## The task
Return each of the items below word for word, omitting the pictures.

####################

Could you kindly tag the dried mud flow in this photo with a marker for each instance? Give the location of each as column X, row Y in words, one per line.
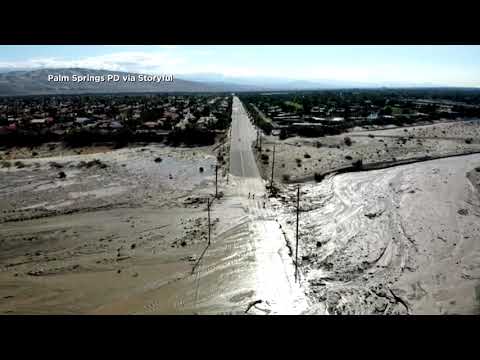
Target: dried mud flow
column 403, row 240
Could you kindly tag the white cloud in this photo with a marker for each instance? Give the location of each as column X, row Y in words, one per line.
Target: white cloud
column 134, row 61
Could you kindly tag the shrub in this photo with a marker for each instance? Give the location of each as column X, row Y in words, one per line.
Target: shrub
column 317, row 176
column 56, row 165
column 358, row 164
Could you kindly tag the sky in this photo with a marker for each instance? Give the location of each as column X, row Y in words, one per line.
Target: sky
column 433, row 65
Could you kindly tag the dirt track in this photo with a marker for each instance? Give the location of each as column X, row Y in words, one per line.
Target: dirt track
column 396, row 241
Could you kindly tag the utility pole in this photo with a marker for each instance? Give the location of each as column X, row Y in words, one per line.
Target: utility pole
column 273, row 167
column 216, row 181
column 208, row 209
column 296, row 250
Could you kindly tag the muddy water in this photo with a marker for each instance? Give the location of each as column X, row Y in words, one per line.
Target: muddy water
column 393, row 241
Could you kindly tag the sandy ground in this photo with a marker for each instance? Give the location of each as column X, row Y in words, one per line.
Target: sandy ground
column 299, row 158
column 49, row 150
column 402, row 240
column 108, row 230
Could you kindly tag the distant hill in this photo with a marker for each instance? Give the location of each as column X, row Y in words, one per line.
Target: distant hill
column 35, row 82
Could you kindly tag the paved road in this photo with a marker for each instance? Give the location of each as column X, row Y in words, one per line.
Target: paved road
column 242, row 161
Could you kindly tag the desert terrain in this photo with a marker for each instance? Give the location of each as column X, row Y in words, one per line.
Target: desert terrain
column 298, row 159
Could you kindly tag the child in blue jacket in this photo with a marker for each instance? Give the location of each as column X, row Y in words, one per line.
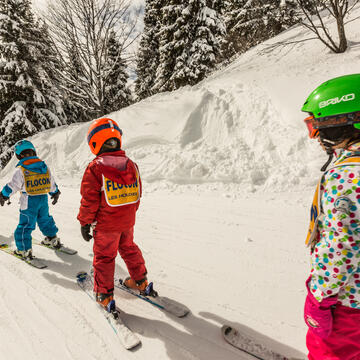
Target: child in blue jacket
column 33, row 178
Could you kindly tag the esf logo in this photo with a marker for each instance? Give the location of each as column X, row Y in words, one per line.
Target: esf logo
column 112, row 186
column 38, row 182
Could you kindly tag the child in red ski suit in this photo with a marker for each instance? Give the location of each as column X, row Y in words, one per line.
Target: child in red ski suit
column 111, row 191
column 332, row 306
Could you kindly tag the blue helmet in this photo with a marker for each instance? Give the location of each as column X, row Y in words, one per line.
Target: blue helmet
column 22, row 145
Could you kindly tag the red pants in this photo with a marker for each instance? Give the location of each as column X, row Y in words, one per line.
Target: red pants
column 344, row 340
column 106, row 246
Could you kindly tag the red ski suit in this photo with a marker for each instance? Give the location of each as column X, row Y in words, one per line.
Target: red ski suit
column 115, row 222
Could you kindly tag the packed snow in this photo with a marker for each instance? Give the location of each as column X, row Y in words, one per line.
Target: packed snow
column 228, row 174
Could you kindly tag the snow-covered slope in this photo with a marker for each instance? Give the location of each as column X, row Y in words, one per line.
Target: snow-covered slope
column 228, row 173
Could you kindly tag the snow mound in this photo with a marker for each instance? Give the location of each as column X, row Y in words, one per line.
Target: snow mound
column 241, row 128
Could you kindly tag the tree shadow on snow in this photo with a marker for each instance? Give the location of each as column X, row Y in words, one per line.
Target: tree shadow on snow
column 196, row 339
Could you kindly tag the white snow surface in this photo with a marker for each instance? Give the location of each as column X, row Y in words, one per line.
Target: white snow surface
column 228, row 175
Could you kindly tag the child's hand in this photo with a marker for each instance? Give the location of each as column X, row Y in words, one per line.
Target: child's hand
column 85, row 232
column 319, row 315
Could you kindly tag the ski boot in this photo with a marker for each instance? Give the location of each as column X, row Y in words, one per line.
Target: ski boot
column 142, row 286
column 52, row 241
column 24, row 254
column 106, row 301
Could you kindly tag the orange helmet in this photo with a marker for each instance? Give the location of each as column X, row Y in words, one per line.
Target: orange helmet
column 100, row 131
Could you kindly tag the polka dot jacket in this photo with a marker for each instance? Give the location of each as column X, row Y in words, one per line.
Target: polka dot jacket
column 336, row 257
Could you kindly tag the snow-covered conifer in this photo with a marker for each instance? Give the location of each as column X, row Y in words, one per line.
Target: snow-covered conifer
column 29, row 98
column 117, row 93
column 249, row 22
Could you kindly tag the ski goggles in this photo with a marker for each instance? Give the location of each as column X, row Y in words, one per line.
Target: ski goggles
column 313, row 125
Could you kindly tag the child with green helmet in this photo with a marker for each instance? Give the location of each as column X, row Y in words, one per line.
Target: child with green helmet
column 332, row 306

####################

## Solved exercise
Could you kindly tag the dried mud flow in this photo with a marker for each instance? Give the location of each as column X, row Y in words, one per line.
Target: dried mud flow
column 403, row 240
Could you kindly tag the white cloud in this photo with a marker for each instance? Give the location of each as column X, row Y in words, one per line.
Target: white cloud
column 134, row 61
Could you kindly tag the shrub in this photo with a marker for each instance? Give the location of each as column X, row Y in words, one per line.
Target: shrub
column 317, row 176
column 56, row 165
column 358, row 164
Could you kindly tag the sky in this photo with a marker for each instance? Give the location of each as column X, row Y in words, one per line.
Target: sky
column 433, row 65
Could you kindly tag the dirt track in this photo with a marker for each instance? Give the location of each as column X, row Y in words, one per line.
Target: dirt track
column 396, row 241
Could you kindly tag the utility pole in this photo with a marker for each instance? Give the location of each as column X, row Y in words, one per line.
Target: utility pole
column 273, row 167
column 216, row 181
column 208, row 209
column 296, row 250
Could you kindly tag the muddy water in this photo with a marker for each instance? Give the location of each as column X, row Y in words, one per line.
Target: muddy water
column 393, row 241
Could you kindly tag the sandy ground in this photo with a marker for each instance? Give the location of each as column X, row Y in words, one per line.
Target: sandy ground
column 299, row 158
column 49, row 150
column 402, row 240
column 108, row 230
Could you kindly tag the distant hill in this photo with a marker for each instance? Give the location of each as column X, row Y in words, one per line.
Target: distant hill
column 35, row 82
Could you kindly tag the paved road in this photo with a marker for each instance? Give the location of each as column X, row Y in words, one per line.
Target: paved road
column 242, row 161
Could you kindly tag the desert terrain in this photo with a marker for each instance? Give the location of each as column X, row Y in words, one per line.
Target: desert terrain
column 298, row 159
Could you kindly tag the child in blue jacket in this photo with a marker for each instance? Give the location of each as column X, row Y in words, one per line.
Target: child in blue jacket
column 33, row 178
Could you kindly tag the esf logo in this photo with a marker for each instance? Give the location of each as column X, row Y in words, one per line.
Target: esf logo
column 112, row 186
column 38, row 182
Could you kindly tag the child in red ski suit in this photo with a marker for each instance? Give the location of each as column X, row Y in words, one per line.
Target: child in red ski suit
column 111, row 191
column 332, row 306
Could you kindly tag the blue helmet in this photo with a marker for each instance? Give the location of each as column X, row Y in words, one per line.
Target: blue helmet
column 22, row 145
Could you kindly tag the red pants in this photo with a marker for each instance? Give the location of each as column X, row Y in words, one per line.
Target: red pants
column 344, row 340
column 106, row 246
Could you kindly tag the red ski suit in this photo with a marker for each instance? Give the location of each as column X, row Y in words, one per line.
Target: red ski suit
column 115, row 222
Could you kindly tag the packed snow in this photo with a marker for each instance? Give the location of each as column X, row Y in words, one per line.
Target: packed snow
column 228, row 174
Could you kindly tag the snow-covered slope in this photo with a marker for each instance? Give the location of each as column X, row Y in words, one per line.
Target: snow-covered slope
column 228, row 173
Could you kindly tag the snow mound in this photo with a marker for each instance? Give the location of each as column X, row Y in words, one per line.
Target: snow mound
column 241, row 128
Could you kindly tag the tree shadow on snow in this photo with a marker for each instance? Give the location of each as column X, row Y in words, one per line.
Target: tree shadow on snow
column 196, row 339
Could you kindly tag the white snow surface in this photo with a marker for each instance? Give the location of each as column X, row Y in words, one per line.
Target: white snow surface
column 228, row 175
Could you kindly tag the child's hand in this photo with a marker for each instance? Give the location of each as column X, row Y in words, one per line.
Target: child's hand
column 85, row 232
column 319, row 315
Could you kindly tag the ski boot in this photo with a marker for each instance? Give the location of each as column X, row Y in words, one per line.
Target: ski boot
column 142, row 286
column 52, row 241
column 24, row 254
column 106, row 301
Could you kindly tag the orange helmet in this photo with a marker for each instance? Give the location of each as column X, row Y in words, one per line.
Target: orange helmet
column 100, row 131
Could you kindly tag the polka dot jacket in this photo with a marker for each instance? Give the location of each as column X, row Y in words, one per line.
Target: polka dot jacket
column 336, row 257
Could you kindly tag the snow-covered conifer in this photo with a marker for each instance? Give the location of each as column X, row Y in words, one per line.
Target: snow-covered conifer
column 29, row 98
column 117, row 93
column 249, row 22
Could you kindly tag the ski goggles in this photo with a marker for each instance? Give the location of each as column X, row Y in words, one per line.
Target: ski goggles
column 313, row 125
Could you kindly tag the child with green helmet in this photo with a marker for each instance? Give the location of each as column X, row Y in words, one per line.
Target: child with green helmet
column 332, row 306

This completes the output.